• Work instructions: Output all records exactly.

········

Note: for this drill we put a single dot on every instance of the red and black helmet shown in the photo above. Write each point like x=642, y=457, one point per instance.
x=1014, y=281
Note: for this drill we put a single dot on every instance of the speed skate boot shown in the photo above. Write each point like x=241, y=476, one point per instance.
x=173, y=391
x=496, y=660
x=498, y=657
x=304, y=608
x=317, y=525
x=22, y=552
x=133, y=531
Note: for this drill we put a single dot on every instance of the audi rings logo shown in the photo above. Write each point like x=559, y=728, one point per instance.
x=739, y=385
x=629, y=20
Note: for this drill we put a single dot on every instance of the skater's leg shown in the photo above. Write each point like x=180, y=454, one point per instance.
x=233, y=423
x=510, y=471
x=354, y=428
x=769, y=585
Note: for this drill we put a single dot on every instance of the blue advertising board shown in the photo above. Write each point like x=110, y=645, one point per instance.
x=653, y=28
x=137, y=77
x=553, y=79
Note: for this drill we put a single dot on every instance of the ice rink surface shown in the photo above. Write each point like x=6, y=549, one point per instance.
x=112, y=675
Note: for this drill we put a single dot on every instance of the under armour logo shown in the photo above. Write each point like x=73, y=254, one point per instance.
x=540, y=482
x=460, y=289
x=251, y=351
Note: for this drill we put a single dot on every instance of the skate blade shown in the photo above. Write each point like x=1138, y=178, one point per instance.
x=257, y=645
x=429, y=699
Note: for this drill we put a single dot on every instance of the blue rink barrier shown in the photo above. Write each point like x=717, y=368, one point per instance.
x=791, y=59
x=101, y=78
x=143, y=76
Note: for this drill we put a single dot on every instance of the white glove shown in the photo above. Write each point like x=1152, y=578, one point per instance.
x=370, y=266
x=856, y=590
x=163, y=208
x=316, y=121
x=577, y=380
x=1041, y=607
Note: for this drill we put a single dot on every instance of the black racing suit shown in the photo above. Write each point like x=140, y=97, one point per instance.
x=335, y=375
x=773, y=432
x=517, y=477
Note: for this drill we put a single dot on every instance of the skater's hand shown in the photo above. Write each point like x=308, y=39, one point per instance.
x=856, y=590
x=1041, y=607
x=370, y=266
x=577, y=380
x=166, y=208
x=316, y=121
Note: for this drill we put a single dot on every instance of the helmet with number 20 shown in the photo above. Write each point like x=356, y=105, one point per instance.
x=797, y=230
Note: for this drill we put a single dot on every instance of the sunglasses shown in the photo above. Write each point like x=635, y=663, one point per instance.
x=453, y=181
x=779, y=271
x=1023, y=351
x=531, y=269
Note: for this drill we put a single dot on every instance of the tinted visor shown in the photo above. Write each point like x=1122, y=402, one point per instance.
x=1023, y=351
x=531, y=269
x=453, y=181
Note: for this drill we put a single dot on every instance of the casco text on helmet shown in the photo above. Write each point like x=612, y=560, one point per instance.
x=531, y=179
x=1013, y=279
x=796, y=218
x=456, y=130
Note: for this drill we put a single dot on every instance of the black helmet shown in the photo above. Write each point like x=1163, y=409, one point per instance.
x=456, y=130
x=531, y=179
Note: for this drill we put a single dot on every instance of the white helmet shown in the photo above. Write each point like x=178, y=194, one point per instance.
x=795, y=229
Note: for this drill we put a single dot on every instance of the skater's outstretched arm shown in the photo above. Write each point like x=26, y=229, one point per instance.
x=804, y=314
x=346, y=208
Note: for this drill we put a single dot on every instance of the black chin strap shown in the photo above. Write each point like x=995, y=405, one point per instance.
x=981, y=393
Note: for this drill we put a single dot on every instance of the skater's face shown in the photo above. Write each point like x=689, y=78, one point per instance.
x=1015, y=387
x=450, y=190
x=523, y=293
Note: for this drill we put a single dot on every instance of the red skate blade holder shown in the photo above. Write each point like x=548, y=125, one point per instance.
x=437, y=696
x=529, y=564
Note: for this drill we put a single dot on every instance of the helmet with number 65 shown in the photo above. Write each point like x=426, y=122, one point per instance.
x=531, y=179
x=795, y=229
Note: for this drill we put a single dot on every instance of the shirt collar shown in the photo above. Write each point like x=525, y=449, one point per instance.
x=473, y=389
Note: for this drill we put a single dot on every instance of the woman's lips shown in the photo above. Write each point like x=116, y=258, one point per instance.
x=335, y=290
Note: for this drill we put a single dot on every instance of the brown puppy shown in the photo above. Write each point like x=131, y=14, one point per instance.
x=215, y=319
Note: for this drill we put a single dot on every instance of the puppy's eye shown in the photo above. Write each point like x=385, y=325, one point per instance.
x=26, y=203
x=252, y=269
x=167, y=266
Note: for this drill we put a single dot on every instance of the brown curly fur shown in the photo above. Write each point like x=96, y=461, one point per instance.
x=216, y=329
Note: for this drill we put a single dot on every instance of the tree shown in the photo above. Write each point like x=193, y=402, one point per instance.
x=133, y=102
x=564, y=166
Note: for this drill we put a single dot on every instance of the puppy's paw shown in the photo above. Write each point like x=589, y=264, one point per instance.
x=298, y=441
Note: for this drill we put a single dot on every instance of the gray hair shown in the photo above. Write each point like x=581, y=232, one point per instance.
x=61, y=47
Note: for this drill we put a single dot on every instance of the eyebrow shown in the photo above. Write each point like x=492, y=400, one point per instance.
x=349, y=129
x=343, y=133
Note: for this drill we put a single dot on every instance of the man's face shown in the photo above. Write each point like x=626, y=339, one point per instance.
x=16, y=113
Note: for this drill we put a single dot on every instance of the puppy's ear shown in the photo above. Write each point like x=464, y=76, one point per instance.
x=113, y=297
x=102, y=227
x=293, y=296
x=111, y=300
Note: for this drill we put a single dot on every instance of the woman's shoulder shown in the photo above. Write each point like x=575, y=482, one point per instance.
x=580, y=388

········

• Response area:
Note: for this drill we put a single dot on every instance of the red and black helmet shown in the photo above. Write each point like x=642, y=457, one point per instance.
x=1014, y=281
Note: for this drill we put a single dot on every instance of the speed skate boot shown in the photo above. Write each point like x=241, y=476, one point per instance.
x=173, y=391
x=496, y=660
x=498, y=657
x=304, y=608
x=317, y=525
x=22, y=552
x=133, y=531
Note: for this drill we put a single dot on every instance of the audi rings logo shown in the photo above. Write each point like x=559, y=728, one point per instance.
x=739, y=385
x=629, y=20
Note: for this drill we put a single dot on every instance of the skater's leg shown in the photo above. Write each point like x=180, y=454, one point per instance.
x=233, y=423
x=510, y=471
x=354, y=428
x=769, y=585
Note: for this drill we put a single dot on every instance of the blue advertising board shown in the photo above. Write each point like x=110, y=645, one point per instance.
x=653, y=28
x=137, y=77
x=553, y=79
Note: for this drill we put a single dot on every instance of the ice rink surface shown in the photo above. Write each point like x=6, y=549, one point per instance.
x=112, y=675
Note: for this drill we put a single dot on every instance of the under armour logo shown in the photo above. Write each point like x=73, y=254, one point per instance.
x=540, y=482
x=460, y=289
x=251, y=351
Note: for this drill we put a single dot on every instance of the skate blade shown in the photo above. Write each point like x=1138, y=178, one point per instance.
x=257, y=645
x=429, y=699
Note: for this drill we put a single dot on every instance of the blue rink barrier shown in the photo above. Write each point like x=717, y=368, one point per instance.
x=791, y=59
x=101, y=78
x=143, y=76
Note: for this drill we put a single dot on every instance of the white glove shown in the photo above. Write each point like x=1152, y=578, one point per instance.
x=370, y=266
x=856, y=590
x=163, y=208
x=316, y=121
x=577, y=380
x=1041, y=607
Note: for this drill we put a single dot on every instance of the black racing suit shown in the photo above. Write each point like x=140, y=97, one point per instance.
x=335, y=375
x=773, y=432
x=517, y=477
Note: for this drill we put a single dot on every instance of the skater's hand shown in the photo above. Write each point like x=308, y=39, one point per instance.
x=856, y=590
x=1041, y=607
x=370, y=266
x=577, y=380
x=166, y=208
x=316, y=121
Note: for this drill we put a single dot on every instance of the helmet with number 20 shown in the photo above. Write each point like x=356, y=105, one point per instance.
x=797, y=230
Note: for this drill we put a single dot on every instance of the sunglasses shown in the photo above. Write each point like x=635, y=663, one point per instance.
x=453, y=181
x=779, y=271
x=1023, y=351
x=531, y=269
Note: for this drill we put a single dot on every instance of the tinted visor shown in the photo above. Write each point like x=1122, y=402, one point per instance.
x=1023, y=351
x=531, y=269
x=453, y=181
Note: for this drill we put a single dot on every instance of the casco text on helmet shown in the photo above. Write each point like x=612, y=560, one point per instance.
x=531, y=179
x=1013, y=279
x=796, y=218
x=456, y=130
Note: for this drill we put a single dot on every instance of the black helmet shown in the photo above. Write each point like x=1163, y=409, one point per instance.
x=456, y=130
x=531, y=179
Note: for this drill we put a single dot on every instance of the white helmet shown in the photo above. Write each point like x=178, y=194, one point per instance.
x=795, y=229
Note: for this drill we put a single dot on every instance of the skater's outstretched arm shown in the photo above. Write each point like x=26, y=229, one point per instance.
x=804, y=314
x=346, y=208
Note: for this drill we put a single dot on every instance of the black chin strap shown in the photo above. Write each point like x=995, y=405, one point per instance.
x=981, y=393
Note: for this drill we put a single dot on every instance of the skater's face shown in the photo above. Write each point like x=689, y=78, one point per instance.
x=1015, y=387
x=450, y=190
x=523, y=293
Note: for this drill we put a single dot on every instance of the red skate blade holder shown in the photo above. Write each point like x=548, y=125, one point per instance.
x=437, y=696
x=529, y=564
Note: for this drill we put a single dot on every instance of the helmet with number 65 shown in the photo above. Write each point like x=426, y=122, one point per instance.
x=531, y=179
x=795, y=229
Note: for this drill we put a single dot on every instance of the shirt collar shown in the photo above. Write each point like x=525, y=449, one point per instance.
x=473, y=389
Note: for this drill we put a single dot on every instance of the woman's lips shown in the photo above. Write each point like x=116, y=258, one point per instance.
x=335, y=290
Note: for this drill we put a single dot on every instance of the brown puppy shown in the photo above. Write each point like x=131, y=14, one point per instance.
x=215, y=319
Note: for this drill we put a single dot on every instance of the puppy's eye shown in the photo above. Write each point like x=385, y=325, one point per instance.
x=26, y=203
x=252, y=269
x=167, y=266
Note: for this drill we put a single dot on every instance of the brown curly fur shown in the photo above. Write each point like x=96, y=461, one point per instance.
x=216, y=329
Note: for this drill we put a single dot on every instance of the tree shown in the photo above. Write each point like x=193, y=402, one point per instance.
x=133, y=102
x=564, y=166
Note: for this drill we put a single dot on every instance of the puppy's paw shown in the photo above. Write each point like x=589, y=264, one point per instance.
x=298, y=441
Note: for this drill we put a single dot on every instance of the gray hair shown in the photo above. Write each point like x=581, y=232, one point per instance.
x=61, y=47
Note: for this drill we put a single dot on every instance of the eyebrow shown in the photo above. Write each point like x=492, y=400, one point per instance.
x=349, y=129
x=343, y=133
Note: for this drill we put a single dot on every instance of the man's face shown in the photo above. Write each point like x=626, y=339, one point per instance.
x=16, y=113
Note: for this drill we put a single dot on every instance of the puppy's ear shown in the photo above. Write each point like x=464, y=76, one point per instance.
x=113, y=297
x=102, y=227
x=293, y=296
x=111, y=300
Note: for this drill we put a single dot on every instance of the woman's shoulder shown in the photo above. Write each point like x=575, y=482, one point per instance.
x=580, y=388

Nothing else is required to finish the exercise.